━━ Material for the task ━━
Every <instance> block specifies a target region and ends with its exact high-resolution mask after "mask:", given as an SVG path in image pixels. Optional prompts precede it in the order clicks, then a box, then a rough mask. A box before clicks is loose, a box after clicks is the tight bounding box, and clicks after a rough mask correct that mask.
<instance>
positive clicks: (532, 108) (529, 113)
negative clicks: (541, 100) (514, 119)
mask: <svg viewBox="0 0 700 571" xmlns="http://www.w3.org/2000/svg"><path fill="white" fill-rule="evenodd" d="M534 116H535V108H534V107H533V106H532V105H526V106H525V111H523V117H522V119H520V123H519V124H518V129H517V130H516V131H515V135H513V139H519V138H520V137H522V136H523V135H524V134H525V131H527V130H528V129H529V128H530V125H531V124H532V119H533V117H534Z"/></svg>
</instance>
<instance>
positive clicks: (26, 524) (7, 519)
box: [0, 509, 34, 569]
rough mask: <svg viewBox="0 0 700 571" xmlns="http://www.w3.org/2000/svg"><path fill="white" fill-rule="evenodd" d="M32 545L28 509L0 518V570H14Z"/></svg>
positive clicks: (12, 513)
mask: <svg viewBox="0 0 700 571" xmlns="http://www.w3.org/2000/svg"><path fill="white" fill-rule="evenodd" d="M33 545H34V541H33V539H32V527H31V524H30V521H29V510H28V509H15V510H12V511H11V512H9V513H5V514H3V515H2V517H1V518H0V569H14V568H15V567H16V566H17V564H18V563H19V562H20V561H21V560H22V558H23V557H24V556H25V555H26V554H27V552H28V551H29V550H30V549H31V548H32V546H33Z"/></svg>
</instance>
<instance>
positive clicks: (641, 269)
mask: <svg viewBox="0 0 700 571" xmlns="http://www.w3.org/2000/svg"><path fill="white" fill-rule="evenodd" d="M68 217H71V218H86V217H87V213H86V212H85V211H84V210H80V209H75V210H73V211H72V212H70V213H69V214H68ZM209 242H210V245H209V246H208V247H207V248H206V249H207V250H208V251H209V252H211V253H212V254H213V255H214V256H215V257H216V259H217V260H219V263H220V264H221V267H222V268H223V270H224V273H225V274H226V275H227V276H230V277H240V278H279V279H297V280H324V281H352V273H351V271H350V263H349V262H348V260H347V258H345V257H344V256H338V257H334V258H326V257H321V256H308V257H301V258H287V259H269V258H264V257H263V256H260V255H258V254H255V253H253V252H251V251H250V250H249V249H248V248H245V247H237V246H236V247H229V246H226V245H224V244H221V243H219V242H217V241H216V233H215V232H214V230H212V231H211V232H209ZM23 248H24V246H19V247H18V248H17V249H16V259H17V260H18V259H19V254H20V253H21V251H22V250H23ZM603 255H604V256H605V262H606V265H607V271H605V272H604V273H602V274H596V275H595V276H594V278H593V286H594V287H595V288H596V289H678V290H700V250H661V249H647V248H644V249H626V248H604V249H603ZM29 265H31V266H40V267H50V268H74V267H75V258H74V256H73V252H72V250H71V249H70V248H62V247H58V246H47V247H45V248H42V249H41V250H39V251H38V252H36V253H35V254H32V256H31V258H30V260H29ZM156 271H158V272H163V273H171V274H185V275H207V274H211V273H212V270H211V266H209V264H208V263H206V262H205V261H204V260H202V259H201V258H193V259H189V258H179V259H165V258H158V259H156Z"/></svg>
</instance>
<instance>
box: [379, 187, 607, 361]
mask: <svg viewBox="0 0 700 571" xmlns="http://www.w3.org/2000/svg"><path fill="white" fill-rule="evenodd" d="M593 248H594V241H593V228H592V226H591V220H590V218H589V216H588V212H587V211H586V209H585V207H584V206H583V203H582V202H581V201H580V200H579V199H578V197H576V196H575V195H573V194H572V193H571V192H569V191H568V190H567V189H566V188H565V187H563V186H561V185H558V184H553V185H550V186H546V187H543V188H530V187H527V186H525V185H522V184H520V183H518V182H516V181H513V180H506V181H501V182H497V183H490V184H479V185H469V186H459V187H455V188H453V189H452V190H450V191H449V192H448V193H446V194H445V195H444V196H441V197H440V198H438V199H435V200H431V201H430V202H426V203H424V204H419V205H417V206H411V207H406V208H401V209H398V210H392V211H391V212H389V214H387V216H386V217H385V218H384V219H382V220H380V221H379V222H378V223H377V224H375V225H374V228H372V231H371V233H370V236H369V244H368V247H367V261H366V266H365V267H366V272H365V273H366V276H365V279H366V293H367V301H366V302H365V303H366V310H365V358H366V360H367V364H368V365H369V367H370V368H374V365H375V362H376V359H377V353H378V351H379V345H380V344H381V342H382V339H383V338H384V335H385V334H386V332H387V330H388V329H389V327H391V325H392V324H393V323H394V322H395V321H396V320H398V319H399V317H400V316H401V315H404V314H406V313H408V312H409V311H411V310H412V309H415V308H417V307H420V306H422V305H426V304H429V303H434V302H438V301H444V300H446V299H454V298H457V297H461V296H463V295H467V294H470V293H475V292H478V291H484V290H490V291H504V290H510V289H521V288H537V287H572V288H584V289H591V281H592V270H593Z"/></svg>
━━━
Please return all of the records exactly as they appear.

Every <instance> block specifies a target region and ends with its exact high-resolution mask after "mask:", given as an SVG path in image pixels. Optional prompts precede it in the order clicks, then a box, then a rough mask. A box before clicks is loose, a box after clicks is the tight bounding box, and clicks after a rough mask correct that mask.
<instance>
positive clicks: (532, 108) (529, 113)
negative clicks: (541, 100) (514, 119)
mask: <svg viewBox="0 0 700 571" xmlns="http://www.w3.org/2000/svg"><path fill="white" fill-rule="evenodd" d="M534 116H535V108H534V107H533V106H532V105H526V106H525V111H523V117H522V119H520V123H519V124H518V129H517V130H516V131H515V135H513V139H519V138H520V137H522V136H523V135H524V134H525V131H527V130H528V129H529V128H530V125H531V124H532V119H533V117H534Z"/></svg>
</instance>
<instance>
positive clicks: (26, 524) (7, 519)
box: [0, 509, 34, 569]
rough mask: <svg viewBox="0 0 700 571" xmlns="http://www.w3.org/2000/svg"><path fill="white" fill-rule="evenodd" d="M32 545L28 509L0 518V570H14Z"/></svg>
positive clicks: (12, 513)
mask: <svg viewBox="0 0 700 571" xmlns="http://www.w3.org/2000/svg"><path fill="white" fill-rule="evenodd" d="M33 545H34V541H33V539H32V527H31V524H30V521H29V510H28V509H15V510H12V511H11V512H9V513H5V514H3V515H2V517H1V518H0V569H14V568H15V567H16V566H17V564H18V563H19V562H20V561H21V560H22V558H23V557H24V556H25V555H26V554H27V552H28V551H29V550H30V549H31V548H32V546H33Z"/></svg>
</instance>
<instance>
positive clicks: (641, 269)
mask: <svg viewBox="0 0 700 571" xmlns="http://www.w3.org/2000/svg"><path fill="white" fill-rule="evenodd" d="M68 217H71V218H86V217H87V213H86V212H85V211H84V210H80V209H75V210H73V211H72V212H70V213H69V214H68ZM209 242H210V245H209V246H208V247H207V248H206V249H207V250H208V251H209V252H211V253H212V254H213V255H214V256H215V257H216V259H217V260H219V263H220V264H221V267H222V268H223V270H224V273H225V274H226V275H227V276H230V277H240V278H279V279H297V280H324V281H352V273H351V271H350V263H349V262H348V260H347V258H345V257H344V256H338V257H334V258H326V257H321V256H308V257H301V258H287V259H269V258H264V257H263V256H260V255H258V254H255V253H253V252H251V251H250V250H249V249H248V248H245V247H237V246H236V247H229V246H226V245H224V244H221V243H219V242H217V241H216V233H215V232H214V230H212V231H211V232H209ZM23 248H24V246H19V247H18V248H17V249H16V259H17V260H18V259H19V254H20V253H21V251H22V250H23ZM603 255H604V256H605V262H606V265H607V271H605V272H604V273H602V274H596V275H595V276H594V278H593V286H594V287H595V288H596V289H678V290H700V250H661V249H647V248H644V249H626V248H604V249H603ZM29 265H31V266H40V267H50V268H74V267H75V258H74V256H73V252H72V250H71V249H70V248H62V247H58V246H47V247H45V248H42V249H41V250H39V251H38V252H36V253H35V254H32V256H31V258H30V260H29ZM156 271H158V272H163V273H171V274H185V275H207V274H211V273H212V270H211V266H209V264H208V263H206V262H205V261H204V260H202V259H201V258H193V259H189V258H179V259H165V258H158V259H156Z"/></svg>
</instance>
<instance>
box: [379, 187, 607, 361]
mask: <svg viewBox="0 0 700 571" xmlns="http://www.w3.org/2000/svg"><path fill="white" fill-rule="evenodd" d="M593 248H594V241H593V228H592V226H591V220H590V218H589V216H588V212H587V211H586V209H585V207H584V206H583V203H582V202H581V201H580V200H579V199H578V197H576V196H575V195H573V194H572V193H571V192H569V191H568V190H567V189H566V188H565V187H563V186H561V185H558V184H553V185H550V186H546V187H543V188H530V187H527V186H525V185H522V184H520V183H518V182H516V181H513V180H506V181H501V182H497V183H490V184H479V185H469V186H459V187H455V188H453V189H452V190H450V191H449V192H448V193H446V194H445V195H444V196H441V197H440V198H438V199H435V200H431V201H430V202H426V203H424V204H419V205H417V206H411V207H406V208H401V209H398V210H392V211H391V212H389V214H387V216H386V217H385V218H384V219H382V220H380V221H379V222H378V223H377V224H375V225H374V228H372V231H371V233H370V236H369V244H368V247H367V261H366V266H365V267H366V272H365V273H366V276H365V279H366V293H367V301H366V302H365V303H366V310H365V358H366V360H367V364H368V365H369V367H370V368H374V365H375V362H376V359H377V353H378V351H379V345H380V344H381V342H382V339H383V338H384V335H385V334H386V332H387V330H388V329H389V327H391V325H392V324H393V323H394V322H395V321H396V320H398V319H399V317H400V316H401V315H404V314H406V313H408V312H409V311H411V310H412V309H415V308H417V307H420V306H422V305H426V304H429V303H434V302H438V301H444V300H446V299H454V298H457V297H461V296H463V295H467V294H470V293H475V292H478V291H484V290H490V291H504V290H510V289H521V288H537V287H572V288H584V289H591V281H592V270H593Z"/></svg>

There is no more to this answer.